Aufgabenstellung =
Tragen Sie aus den nachfolgenden Daten sämtliche Zeilen zusammen, in denen die Zeichenfolge „blue“ vorkommt.

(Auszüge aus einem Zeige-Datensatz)

----------

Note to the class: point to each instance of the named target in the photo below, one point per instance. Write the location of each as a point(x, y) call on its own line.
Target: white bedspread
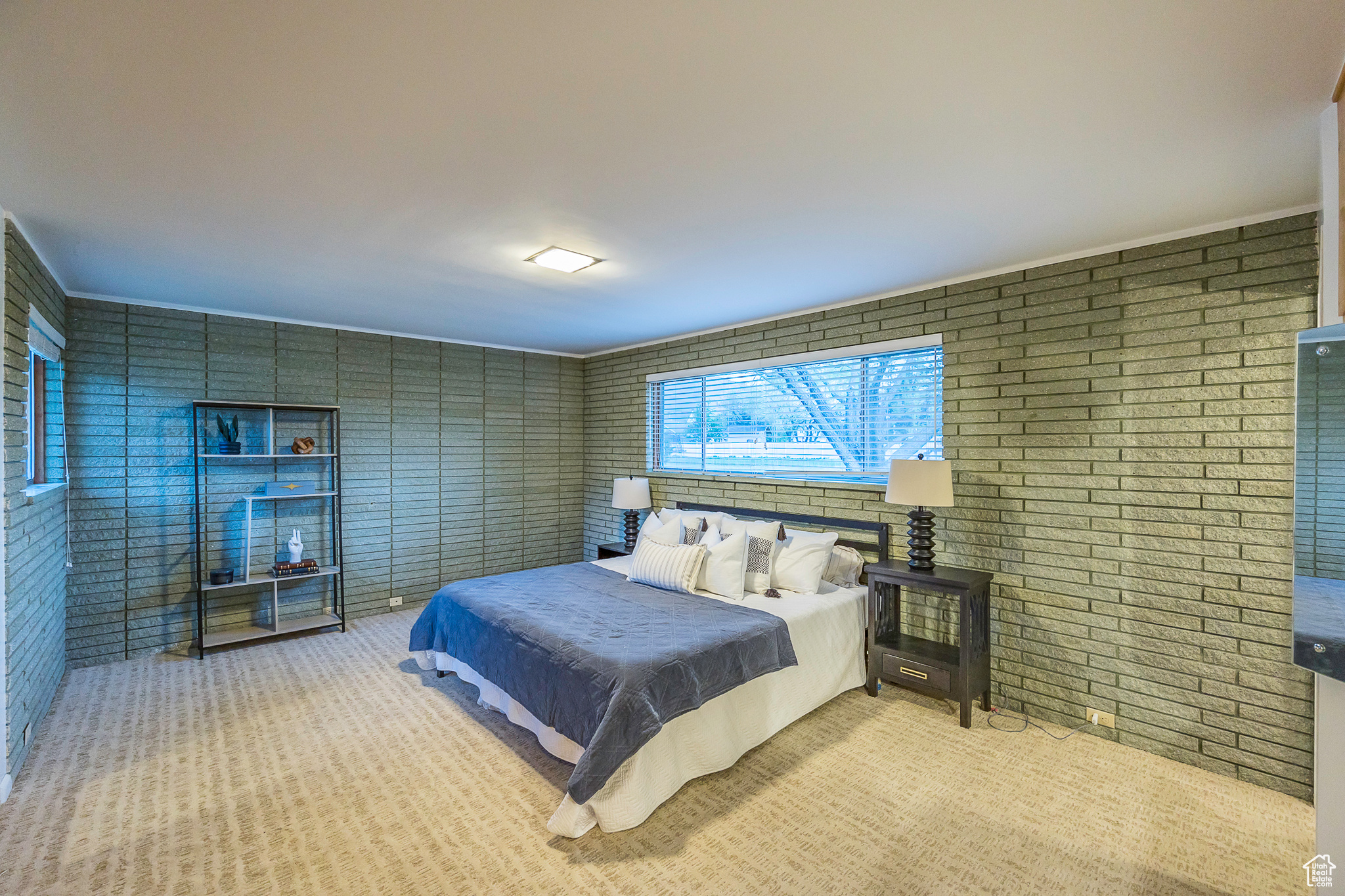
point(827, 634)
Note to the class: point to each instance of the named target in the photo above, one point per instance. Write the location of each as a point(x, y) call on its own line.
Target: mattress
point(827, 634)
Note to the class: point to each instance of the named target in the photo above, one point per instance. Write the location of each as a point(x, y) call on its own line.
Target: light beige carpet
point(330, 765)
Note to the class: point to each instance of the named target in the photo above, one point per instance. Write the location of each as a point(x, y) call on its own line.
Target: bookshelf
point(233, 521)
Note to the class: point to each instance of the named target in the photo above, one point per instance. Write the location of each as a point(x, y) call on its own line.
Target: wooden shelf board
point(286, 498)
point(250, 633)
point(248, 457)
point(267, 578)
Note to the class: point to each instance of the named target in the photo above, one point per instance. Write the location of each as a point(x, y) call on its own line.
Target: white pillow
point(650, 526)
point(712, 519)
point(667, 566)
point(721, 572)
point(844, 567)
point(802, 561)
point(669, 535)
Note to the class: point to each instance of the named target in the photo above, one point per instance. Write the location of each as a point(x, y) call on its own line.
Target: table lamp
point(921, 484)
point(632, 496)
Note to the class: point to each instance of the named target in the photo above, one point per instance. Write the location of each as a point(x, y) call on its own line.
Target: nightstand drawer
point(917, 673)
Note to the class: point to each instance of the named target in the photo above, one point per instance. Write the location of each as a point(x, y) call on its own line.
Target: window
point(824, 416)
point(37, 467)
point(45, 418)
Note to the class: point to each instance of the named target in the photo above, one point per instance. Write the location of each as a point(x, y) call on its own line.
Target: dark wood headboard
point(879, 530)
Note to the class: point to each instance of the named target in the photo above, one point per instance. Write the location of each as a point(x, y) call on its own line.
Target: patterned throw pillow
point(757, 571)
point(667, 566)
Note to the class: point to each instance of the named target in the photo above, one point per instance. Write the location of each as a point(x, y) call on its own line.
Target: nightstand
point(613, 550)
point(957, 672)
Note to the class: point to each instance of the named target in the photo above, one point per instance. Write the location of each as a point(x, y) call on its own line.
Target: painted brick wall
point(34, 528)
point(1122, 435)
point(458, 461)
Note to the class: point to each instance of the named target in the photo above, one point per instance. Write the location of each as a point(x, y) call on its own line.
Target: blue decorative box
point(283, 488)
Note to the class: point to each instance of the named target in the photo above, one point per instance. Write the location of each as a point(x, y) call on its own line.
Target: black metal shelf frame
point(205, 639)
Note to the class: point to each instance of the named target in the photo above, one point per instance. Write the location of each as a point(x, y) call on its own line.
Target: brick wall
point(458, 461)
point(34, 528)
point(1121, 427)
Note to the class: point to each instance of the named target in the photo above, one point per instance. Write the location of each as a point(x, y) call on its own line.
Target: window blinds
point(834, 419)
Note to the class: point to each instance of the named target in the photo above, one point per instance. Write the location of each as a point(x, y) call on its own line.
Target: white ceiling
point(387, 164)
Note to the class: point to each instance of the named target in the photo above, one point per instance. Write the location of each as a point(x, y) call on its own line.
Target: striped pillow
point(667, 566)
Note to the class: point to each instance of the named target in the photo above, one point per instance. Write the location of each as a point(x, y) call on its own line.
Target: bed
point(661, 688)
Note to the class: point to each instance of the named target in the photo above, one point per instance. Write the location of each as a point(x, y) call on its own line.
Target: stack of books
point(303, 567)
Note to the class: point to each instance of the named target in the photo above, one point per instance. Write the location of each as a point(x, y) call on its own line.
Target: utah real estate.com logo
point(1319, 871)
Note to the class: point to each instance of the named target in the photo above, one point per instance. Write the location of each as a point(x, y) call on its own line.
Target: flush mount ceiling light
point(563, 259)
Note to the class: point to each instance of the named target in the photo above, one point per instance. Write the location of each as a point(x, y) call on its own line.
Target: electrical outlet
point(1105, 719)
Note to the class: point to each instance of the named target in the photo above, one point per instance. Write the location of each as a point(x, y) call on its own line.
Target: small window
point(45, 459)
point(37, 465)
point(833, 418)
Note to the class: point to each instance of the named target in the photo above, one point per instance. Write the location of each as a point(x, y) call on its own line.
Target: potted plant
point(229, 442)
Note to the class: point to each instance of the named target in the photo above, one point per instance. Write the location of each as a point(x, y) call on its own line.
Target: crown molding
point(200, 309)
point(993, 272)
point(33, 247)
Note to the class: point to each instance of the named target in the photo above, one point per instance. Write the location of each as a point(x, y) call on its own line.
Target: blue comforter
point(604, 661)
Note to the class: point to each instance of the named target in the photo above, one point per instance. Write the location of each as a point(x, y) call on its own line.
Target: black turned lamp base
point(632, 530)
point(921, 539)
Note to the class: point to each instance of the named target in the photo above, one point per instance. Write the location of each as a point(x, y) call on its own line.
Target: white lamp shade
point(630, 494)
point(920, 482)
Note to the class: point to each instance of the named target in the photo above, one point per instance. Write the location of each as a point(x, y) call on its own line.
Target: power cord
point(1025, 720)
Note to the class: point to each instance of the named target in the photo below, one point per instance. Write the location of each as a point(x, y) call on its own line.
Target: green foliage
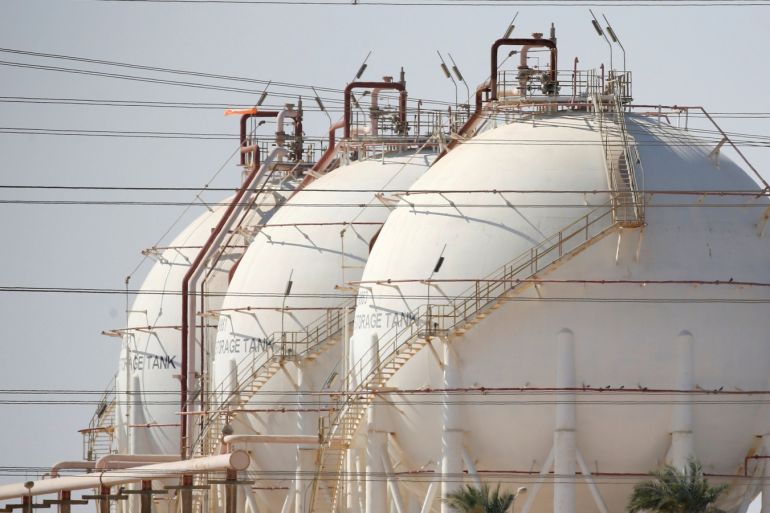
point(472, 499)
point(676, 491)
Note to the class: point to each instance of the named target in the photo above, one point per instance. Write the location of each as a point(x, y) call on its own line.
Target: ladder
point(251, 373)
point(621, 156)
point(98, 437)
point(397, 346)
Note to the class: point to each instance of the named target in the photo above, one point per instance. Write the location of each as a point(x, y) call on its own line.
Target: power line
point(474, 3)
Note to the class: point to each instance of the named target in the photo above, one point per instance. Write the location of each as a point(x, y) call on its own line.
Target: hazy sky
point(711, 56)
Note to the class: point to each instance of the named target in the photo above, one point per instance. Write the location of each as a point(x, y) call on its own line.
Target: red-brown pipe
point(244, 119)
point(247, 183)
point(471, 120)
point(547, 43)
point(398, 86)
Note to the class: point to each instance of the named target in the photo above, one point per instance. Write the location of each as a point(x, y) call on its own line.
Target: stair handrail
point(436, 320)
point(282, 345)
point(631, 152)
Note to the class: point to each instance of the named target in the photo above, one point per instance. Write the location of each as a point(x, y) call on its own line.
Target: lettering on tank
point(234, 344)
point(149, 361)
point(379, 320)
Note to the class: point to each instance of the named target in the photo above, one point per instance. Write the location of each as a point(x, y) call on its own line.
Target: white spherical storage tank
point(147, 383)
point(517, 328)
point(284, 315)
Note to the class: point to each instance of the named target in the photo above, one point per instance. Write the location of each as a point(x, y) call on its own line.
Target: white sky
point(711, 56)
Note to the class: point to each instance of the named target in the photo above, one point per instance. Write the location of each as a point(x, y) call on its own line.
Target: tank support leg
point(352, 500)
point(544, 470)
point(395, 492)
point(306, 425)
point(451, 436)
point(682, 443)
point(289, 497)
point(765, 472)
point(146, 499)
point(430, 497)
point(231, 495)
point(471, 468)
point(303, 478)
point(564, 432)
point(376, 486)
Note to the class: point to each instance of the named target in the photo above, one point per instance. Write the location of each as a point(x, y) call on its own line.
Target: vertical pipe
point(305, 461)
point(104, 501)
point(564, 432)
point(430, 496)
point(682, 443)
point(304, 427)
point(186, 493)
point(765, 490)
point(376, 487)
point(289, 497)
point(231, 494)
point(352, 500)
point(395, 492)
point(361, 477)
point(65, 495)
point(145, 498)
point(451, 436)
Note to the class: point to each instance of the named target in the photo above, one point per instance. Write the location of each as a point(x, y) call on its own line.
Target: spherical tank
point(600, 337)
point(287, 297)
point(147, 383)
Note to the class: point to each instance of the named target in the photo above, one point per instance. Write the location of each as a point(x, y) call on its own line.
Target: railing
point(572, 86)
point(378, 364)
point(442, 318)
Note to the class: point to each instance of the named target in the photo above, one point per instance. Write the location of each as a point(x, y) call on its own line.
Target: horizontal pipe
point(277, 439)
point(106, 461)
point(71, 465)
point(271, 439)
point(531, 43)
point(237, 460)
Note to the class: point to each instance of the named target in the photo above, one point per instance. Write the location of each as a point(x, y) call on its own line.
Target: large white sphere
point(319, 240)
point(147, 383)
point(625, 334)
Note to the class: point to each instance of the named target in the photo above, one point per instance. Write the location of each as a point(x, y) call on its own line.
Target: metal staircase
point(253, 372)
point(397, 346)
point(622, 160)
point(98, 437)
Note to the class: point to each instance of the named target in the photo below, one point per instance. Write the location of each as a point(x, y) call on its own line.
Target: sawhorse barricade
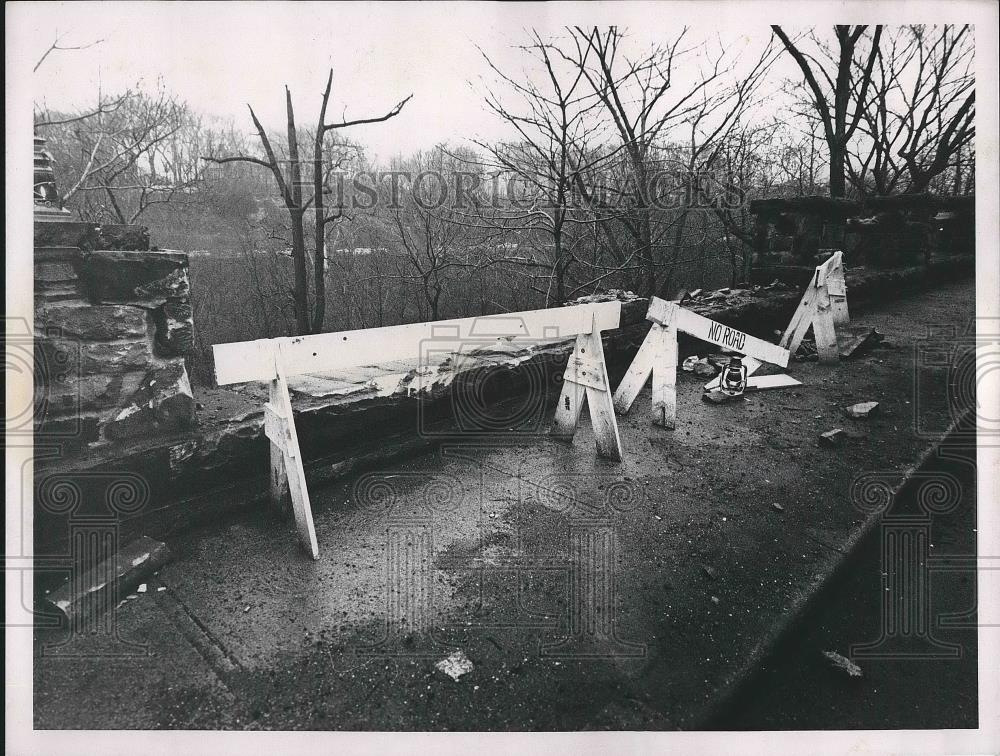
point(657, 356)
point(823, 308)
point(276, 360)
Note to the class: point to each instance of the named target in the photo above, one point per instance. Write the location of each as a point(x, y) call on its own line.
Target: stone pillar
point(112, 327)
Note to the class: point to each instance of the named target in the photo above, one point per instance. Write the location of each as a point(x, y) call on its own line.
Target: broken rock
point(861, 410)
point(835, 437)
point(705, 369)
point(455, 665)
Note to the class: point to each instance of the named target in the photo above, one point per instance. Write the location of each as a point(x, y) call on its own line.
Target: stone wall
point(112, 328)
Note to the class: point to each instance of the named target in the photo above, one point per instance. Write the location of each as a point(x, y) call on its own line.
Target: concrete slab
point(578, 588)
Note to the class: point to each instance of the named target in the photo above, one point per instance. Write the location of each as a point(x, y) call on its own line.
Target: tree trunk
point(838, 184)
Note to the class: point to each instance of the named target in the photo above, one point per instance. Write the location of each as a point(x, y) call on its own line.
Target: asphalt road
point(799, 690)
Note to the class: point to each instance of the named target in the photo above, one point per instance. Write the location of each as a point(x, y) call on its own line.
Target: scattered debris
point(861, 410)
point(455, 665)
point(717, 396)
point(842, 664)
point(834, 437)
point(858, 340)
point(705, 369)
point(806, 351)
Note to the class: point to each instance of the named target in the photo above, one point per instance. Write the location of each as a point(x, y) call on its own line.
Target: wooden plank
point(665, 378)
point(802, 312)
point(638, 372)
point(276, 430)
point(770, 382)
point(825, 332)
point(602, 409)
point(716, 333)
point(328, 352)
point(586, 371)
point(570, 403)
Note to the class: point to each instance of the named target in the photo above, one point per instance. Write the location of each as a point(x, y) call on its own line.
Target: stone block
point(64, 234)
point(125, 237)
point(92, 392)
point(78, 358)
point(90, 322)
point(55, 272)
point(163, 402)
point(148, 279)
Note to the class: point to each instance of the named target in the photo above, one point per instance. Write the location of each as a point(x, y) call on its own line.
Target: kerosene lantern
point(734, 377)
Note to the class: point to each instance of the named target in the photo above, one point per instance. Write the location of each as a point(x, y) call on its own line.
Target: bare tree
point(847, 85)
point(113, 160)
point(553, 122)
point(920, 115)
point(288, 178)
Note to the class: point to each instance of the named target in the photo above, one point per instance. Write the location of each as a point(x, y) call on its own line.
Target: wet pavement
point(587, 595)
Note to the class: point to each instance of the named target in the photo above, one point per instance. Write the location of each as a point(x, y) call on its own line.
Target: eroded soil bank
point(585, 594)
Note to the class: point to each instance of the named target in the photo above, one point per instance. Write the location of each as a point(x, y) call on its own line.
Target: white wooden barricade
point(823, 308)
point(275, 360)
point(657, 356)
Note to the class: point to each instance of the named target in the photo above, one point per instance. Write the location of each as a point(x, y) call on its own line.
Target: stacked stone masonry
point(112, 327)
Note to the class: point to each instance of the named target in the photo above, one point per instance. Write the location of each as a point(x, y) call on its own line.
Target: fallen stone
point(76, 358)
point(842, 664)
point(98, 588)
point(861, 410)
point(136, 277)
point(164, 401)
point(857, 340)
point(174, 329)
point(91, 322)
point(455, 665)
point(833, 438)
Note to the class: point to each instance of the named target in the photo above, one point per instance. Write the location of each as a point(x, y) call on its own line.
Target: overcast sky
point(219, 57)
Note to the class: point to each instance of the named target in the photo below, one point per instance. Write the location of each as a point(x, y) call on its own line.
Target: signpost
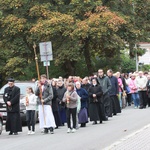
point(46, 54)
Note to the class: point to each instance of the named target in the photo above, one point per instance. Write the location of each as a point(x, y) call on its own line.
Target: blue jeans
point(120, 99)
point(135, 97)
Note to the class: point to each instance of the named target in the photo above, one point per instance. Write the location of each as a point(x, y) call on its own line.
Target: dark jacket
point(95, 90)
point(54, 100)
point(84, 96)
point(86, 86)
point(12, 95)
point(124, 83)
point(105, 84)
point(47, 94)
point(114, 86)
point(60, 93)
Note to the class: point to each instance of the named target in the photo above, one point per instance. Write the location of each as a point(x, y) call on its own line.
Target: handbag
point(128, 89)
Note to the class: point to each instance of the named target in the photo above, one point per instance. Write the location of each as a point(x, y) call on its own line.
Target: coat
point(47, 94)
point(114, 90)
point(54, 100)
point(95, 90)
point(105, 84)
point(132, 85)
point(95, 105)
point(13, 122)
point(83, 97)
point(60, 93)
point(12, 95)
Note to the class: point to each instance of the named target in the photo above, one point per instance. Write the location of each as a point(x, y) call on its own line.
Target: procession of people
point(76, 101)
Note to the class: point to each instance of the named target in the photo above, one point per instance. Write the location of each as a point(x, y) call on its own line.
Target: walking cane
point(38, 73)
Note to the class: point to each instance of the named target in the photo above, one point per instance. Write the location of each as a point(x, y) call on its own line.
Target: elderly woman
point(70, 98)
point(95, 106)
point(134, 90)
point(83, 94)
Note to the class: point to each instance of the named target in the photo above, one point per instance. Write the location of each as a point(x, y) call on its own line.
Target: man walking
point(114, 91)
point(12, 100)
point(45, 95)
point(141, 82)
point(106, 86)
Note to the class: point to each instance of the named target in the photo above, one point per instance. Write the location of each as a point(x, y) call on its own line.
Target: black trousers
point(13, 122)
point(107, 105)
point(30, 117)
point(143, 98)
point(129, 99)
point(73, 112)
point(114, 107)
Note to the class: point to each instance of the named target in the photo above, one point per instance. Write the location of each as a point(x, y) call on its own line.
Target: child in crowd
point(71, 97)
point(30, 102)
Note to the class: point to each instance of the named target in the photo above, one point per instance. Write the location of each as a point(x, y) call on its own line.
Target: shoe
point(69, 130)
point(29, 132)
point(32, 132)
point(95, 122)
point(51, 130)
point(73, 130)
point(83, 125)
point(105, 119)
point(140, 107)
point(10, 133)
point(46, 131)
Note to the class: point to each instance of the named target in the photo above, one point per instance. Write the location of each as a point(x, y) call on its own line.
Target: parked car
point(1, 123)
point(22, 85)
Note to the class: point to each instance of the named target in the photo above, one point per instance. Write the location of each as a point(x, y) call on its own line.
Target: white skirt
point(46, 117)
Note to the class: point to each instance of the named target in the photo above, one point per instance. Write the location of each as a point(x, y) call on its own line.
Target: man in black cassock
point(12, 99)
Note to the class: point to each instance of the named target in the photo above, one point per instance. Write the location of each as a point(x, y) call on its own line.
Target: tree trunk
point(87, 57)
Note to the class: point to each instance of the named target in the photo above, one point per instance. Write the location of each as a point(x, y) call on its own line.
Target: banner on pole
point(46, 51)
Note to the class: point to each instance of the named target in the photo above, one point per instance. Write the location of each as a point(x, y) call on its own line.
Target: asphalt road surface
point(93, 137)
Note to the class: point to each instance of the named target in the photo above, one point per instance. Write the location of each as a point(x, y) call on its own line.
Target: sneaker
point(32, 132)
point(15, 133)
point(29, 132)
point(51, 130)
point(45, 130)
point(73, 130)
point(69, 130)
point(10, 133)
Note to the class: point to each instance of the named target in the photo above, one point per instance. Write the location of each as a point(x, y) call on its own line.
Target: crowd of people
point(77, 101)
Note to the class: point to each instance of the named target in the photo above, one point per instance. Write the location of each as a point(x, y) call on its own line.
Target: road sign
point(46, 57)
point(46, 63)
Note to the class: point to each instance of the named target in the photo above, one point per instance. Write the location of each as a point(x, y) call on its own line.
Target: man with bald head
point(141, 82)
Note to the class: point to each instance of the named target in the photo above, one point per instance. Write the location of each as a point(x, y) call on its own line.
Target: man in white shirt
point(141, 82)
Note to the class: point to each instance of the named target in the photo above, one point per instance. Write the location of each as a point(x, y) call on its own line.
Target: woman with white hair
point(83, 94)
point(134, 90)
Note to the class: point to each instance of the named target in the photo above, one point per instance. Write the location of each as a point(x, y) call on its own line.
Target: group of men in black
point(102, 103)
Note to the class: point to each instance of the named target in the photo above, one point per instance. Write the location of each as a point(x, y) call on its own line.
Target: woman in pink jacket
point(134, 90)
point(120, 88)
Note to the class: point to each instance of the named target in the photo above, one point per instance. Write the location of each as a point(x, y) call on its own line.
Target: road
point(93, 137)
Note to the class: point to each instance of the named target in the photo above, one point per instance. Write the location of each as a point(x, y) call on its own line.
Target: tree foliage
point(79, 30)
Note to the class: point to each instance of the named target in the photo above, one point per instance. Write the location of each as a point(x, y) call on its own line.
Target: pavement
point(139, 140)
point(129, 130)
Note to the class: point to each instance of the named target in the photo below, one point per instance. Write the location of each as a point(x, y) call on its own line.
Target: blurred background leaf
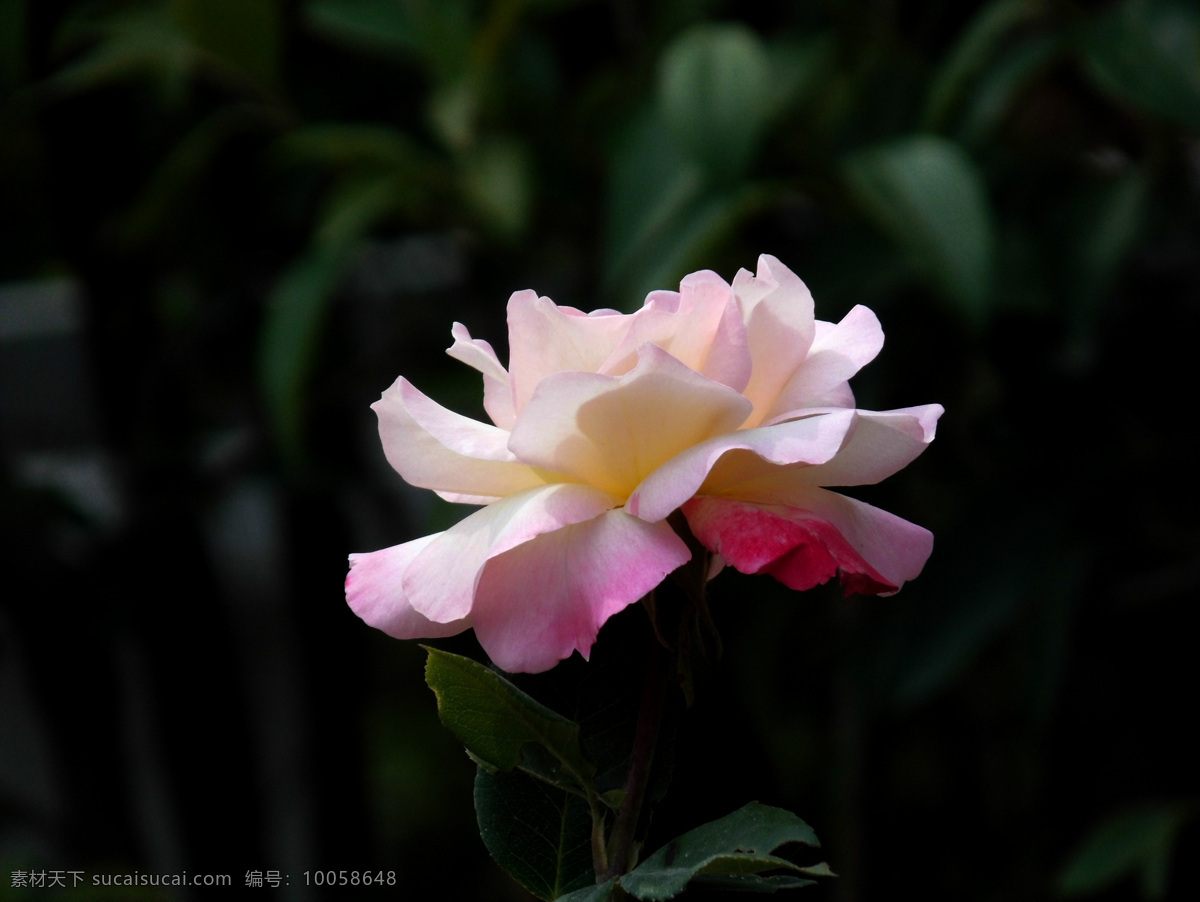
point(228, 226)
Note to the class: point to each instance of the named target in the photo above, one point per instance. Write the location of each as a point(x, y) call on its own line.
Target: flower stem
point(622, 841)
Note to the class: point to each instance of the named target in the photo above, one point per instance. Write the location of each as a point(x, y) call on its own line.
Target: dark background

----------

Lösung =
Target: blue decorative box
Target: blue comforter
Target: blue jeans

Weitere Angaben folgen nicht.